● **WORK REQUIRED**
Word for word, restate each entry that appears below.
[INFORMATION GIVEN Boundary: Start]
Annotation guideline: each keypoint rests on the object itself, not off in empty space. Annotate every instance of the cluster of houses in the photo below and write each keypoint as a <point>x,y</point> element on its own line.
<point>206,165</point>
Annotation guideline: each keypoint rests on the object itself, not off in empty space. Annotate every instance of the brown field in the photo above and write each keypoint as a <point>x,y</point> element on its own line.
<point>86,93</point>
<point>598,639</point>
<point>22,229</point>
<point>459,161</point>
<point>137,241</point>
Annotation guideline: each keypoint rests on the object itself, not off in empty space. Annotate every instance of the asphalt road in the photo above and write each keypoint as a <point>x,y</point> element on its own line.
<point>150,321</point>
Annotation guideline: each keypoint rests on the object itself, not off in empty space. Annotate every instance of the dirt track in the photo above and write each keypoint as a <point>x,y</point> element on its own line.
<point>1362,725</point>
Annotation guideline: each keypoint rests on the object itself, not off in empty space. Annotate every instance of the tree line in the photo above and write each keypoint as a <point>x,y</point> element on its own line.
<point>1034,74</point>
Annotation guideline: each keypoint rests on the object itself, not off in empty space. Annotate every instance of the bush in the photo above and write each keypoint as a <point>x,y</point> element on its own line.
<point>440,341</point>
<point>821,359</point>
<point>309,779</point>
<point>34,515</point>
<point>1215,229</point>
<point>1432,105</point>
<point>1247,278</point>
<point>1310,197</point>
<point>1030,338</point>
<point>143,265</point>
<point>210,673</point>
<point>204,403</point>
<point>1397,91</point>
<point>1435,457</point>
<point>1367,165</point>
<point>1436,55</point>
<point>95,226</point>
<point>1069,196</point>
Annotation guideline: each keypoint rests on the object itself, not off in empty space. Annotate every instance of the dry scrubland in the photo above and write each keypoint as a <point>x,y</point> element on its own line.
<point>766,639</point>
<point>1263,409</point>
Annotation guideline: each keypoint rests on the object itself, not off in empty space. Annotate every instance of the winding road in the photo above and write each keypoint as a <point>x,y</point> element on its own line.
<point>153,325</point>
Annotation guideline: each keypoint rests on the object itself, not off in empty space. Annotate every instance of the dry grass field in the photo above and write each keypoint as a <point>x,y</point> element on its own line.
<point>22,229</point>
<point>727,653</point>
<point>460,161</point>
[INFORMATION GIVEN Boundary: End]
● **ANSWER BELOW**
Annotation guideline: each keypoint rests on the object itself, not off in empty space. Annotate every instance of the cluster of houses in the photo below and write each keypoint as a <point>x,y</point> element on its own line.
<point>206,165</point>
Annotation guideline: each keypoint rests on the object itself, not off in empty space. Annotate every instance of the brown field in the photo above and write each keypoint as a <point>x,y</point> element on its own line.
<point>86,93</point>
<point>598,639</point>
<point>22,229</point>
<point>459,161</point>
<point>137,241</point>
Annotation guideline: each keypoint rests on the object itself, not off in empty space. Annotate every instance of the asphalt road in the photo above and write each keypoint as a <point>x,y</point> element on its own line.
<point>150,321</point>
Annotation guideline: each keypoint rests on the object itself, not off in empty space. Annotate every instance of the dirt track in the photo above and write each keypoint as a <point>x,y</point> element on its own line.
<point>1362,725</point>
Annotation guideline: each keypoint rests on the object itself, not off in empty space. Annotate every instance of the tree line in the photo above and write each keypoint as a <point>x,y</point> element on its own line.
<point>1034,74</point>
Annotation guideline: each keypoint rests on the object itself, not off in empty space. Annotate every instance of the bush in the photo above and write each keypoint as a <point>x,y</point> element on its own line.
<point>440,341</point>
<point>821,359</point>
<point>309,779</point>
<point>34,515</point>
<point>1215,229</point>
<point>1432,105</point>
<point>1247,278</point>
<point>1310,197</point>
<point>1030,338</point>
<point>143,265</point>
<point>210,673</point>
<point>204,403</point>
<point>1397,91</point>
<point>1435,457</point>
<point>1367,165</point>
<point>1436,55</point>
<point>95,226</point>
<point>1069,196</point>
Annotation guideline: each keypoint rests on the object itself, not off in empty space. Annotate every instance of the dry scrubland in the photo above and write each keypoint as a <point>x,y</point> element on its own line.
<point>766,639</point>
<point>1263,409</point>
Annotation guideline: each keypoint rests on the object itself, not off in empty space. Annotate every instance of the winding road in the photo above and write each keypoint as a <point>x,y</point> element on its own line.
<point>153,325</point>
Annotation guideline: each keypoint rests on the object itself, not off in empty space. Annotate every instance of the dry grass field in the photo above and write each keypoint as a <point>x,y</point> element on its own line.
<point>22,229</point>
<point>727,653</point>
<point>460,161</point>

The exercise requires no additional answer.